▸ **INPUT DATA**:
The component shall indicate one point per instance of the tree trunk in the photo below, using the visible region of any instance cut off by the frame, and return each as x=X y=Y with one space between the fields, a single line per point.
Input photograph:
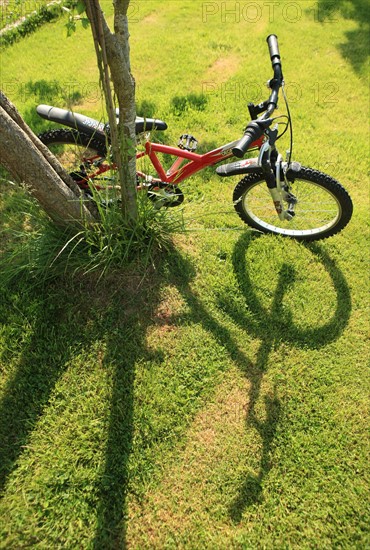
x=113 y=51
x=30 y=161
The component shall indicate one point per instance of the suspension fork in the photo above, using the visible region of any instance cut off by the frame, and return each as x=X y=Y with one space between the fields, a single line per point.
x=270 y=161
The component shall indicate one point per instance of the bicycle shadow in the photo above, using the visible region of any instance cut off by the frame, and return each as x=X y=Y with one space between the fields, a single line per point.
x=69 y=315
x=272 y=328
x=125 y=327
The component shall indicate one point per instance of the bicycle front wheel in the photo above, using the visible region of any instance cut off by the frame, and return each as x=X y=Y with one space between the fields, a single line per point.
x=78 y=153
x=323 y=206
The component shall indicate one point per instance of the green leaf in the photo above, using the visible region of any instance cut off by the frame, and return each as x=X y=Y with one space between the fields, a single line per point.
x=80 y=7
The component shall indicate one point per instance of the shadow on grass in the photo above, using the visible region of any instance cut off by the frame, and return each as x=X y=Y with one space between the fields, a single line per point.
x=271 y=328
x=62 y=319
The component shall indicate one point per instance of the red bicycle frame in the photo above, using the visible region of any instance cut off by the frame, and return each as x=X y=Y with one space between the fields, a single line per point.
x=178 y=172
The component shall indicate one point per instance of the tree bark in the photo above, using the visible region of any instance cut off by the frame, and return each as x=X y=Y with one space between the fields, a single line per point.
x=30 y=161
x=113 y=50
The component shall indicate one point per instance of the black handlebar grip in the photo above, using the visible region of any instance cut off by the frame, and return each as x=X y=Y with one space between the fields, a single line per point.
x=252 y=132
x=273 y=48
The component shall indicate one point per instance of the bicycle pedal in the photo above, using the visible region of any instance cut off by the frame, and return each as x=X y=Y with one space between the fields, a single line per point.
x=187 y=142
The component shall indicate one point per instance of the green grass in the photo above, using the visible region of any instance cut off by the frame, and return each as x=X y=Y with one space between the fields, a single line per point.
x=220 y=398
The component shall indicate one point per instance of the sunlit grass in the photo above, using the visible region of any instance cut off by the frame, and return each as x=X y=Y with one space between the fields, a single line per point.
x=218 y=398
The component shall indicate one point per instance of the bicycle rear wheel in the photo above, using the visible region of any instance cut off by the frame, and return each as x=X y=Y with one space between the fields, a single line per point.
x=323 y=206
x=80 y=154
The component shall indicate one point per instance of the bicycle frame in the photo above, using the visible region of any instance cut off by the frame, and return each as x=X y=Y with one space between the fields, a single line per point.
x=177 y=172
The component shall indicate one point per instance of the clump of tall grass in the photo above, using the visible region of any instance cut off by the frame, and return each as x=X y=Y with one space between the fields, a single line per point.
x=37 y=248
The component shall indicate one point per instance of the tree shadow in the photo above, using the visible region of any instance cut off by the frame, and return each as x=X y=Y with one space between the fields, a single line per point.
x=67 y=317
x=126 y=314
x=356 y=49
x=41 y=363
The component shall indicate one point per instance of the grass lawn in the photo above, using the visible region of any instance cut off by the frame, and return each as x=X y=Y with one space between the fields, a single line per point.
x=220 y=399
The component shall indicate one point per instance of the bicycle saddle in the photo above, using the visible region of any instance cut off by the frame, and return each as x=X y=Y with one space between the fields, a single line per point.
x=91 y=126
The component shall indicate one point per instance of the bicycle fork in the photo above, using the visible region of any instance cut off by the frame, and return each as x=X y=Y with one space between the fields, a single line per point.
x=272 y=172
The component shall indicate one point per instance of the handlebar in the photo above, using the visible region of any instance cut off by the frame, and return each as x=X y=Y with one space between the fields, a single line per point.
x=273 y=49
x=256 y=128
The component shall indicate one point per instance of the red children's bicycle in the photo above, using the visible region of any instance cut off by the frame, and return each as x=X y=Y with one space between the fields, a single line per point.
x=276 y=195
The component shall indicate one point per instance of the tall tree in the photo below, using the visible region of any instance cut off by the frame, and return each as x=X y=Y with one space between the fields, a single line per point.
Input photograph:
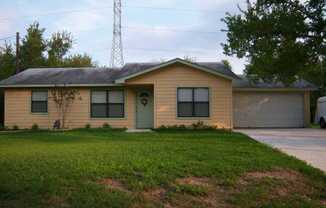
x=58 y=46
x=283 y=40
x=33 y=47
x=36 y=51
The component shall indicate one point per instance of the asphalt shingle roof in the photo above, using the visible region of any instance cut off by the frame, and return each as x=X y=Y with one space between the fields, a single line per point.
x=107 y=76
x=89 y=76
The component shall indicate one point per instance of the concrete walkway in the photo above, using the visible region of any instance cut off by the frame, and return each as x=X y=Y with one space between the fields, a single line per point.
x=306 y=144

▸ **TASK TO COMPLETE**: Tell how many lines above contain the word "below". Give the number alone.

▸ **YOUR SOLUTION**: 2